EXERCISE DESCRIPTION —
Copy out the stretch of the nursing home staffing article below from "The study comes" through "of the nursing home.", word for word.

PASSAGE —
Almost three-fourths of nursing homes in the United States “almost never” have the minimum number of nurses on staff, according to McKnight’s Long-Term Care News. The new study, which utilized a year of payroll data, found that 75 percent of facilities self-reported a number of nurses that are “almost never in compliance with” the federally required minimums. The study was produced by researchers at Harvard University and Vanderbilt University who then published their findings in Health Affairs.
The study comes on the heels of new federal guidelines on reporting nursing staff. Previously, nursing homes would provide a sample of their time-sheets to local regulators when their facility was inspected. Unfortunately, nursing homes commonly knew when inspections would occur and would respond by increasing the number of nurses on staff in the weeks before an inspection. Further, local regulators – who are typically from the state’s health department – did not always scrutinize or authenticate the time-sheets provided by the nursing home. For these reasons, the federal government created a computer system that requires nursing homes to upload payroll information on staffing levels. This new system benefits from live-updates and 24/7 monitoring of the nursing home.
In addition, the new system has also shined a light on how severely lacking the previous method was at gauging nursing levels. Under the new payroll-based computer system, McKnight’s Long-Term Care News found that 70 percent of nursing homes self-reported lower levels of nursing home staff. This means that almost 75 percent of nursing homes in the country are almost never in compliance with federal regulations on the minimum number of nurses on staff. The report found that for-profit nursing homes and corporate chains are the least likely to comply with the federal laws, followed by non-profit nursing homes and then government-run nursing homes.

SUPPLIED RECORDS —
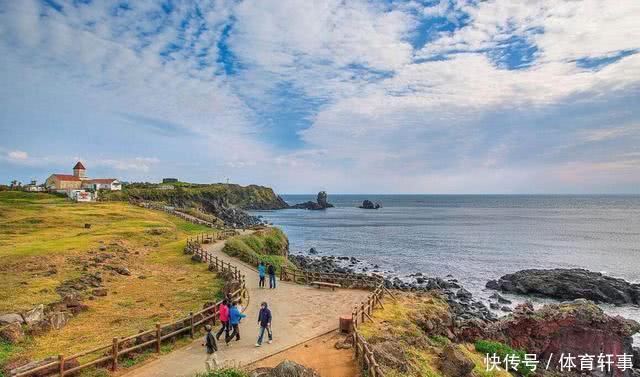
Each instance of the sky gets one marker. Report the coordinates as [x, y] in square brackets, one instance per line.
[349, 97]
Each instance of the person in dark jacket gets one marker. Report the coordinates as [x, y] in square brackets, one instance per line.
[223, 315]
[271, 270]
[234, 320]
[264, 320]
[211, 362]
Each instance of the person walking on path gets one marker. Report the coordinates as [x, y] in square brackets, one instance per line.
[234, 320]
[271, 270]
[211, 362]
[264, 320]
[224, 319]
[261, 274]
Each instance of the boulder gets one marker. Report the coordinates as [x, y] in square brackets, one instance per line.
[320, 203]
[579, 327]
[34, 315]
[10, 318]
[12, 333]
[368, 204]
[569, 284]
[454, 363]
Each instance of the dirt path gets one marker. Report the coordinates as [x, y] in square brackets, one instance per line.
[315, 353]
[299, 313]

* * *

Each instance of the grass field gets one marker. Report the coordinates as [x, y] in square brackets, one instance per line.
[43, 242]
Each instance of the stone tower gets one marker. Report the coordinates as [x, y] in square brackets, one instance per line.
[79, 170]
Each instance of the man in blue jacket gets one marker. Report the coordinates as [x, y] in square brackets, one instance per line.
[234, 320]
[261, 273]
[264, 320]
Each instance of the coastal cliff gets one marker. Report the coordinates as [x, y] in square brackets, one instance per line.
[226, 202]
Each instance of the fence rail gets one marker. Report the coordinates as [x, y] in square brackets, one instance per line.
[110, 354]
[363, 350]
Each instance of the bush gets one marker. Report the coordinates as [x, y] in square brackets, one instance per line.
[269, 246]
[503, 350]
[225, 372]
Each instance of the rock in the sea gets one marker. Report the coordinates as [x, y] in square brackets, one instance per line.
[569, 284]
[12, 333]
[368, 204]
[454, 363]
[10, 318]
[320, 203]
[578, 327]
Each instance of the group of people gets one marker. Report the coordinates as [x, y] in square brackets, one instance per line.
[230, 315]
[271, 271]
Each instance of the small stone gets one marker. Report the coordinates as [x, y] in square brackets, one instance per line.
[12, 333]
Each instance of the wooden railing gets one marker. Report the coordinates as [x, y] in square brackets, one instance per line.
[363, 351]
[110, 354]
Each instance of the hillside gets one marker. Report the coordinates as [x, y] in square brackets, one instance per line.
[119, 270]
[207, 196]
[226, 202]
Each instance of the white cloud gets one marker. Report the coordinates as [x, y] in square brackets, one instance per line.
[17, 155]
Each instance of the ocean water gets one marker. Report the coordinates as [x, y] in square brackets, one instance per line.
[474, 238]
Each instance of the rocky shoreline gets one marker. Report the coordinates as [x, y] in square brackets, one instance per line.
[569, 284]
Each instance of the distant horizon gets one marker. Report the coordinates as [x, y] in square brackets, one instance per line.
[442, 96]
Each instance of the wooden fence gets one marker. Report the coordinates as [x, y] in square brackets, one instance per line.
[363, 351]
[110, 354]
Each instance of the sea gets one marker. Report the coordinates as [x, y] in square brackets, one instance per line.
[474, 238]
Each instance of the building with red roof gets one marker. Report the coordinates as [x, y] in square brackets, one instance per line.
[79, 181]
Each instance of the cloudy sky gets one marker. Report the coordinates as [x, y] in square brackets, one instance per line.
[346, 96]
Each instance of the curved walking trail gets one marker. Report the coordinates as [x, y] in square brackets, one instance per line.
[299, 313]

...

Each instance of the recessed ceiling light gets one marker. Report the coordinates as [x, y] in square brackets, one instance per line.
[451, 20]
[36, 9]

TASK ANSWER —
The study comes on the heels of new federal guidelines on reporting nursing staff. Previously, nursing homes would provide a sample of their time-sheets to local regulators when their facility was inspected. Unfortunately, nursing homes commonly knew when inspections would occur and would respond by increasing the number of nurses on staff in the weeks before an inspection. Further, local regulators – who are typically from the state’s health department – did not always scrutinize or authenticate the time-sheets provided by the nursing home. For these reasons, the federal government created a computer system that requires nursing homes to upload payroll information on staffing levels. This new system benefits from live-updates and 24/7 monitoring of the nursing home.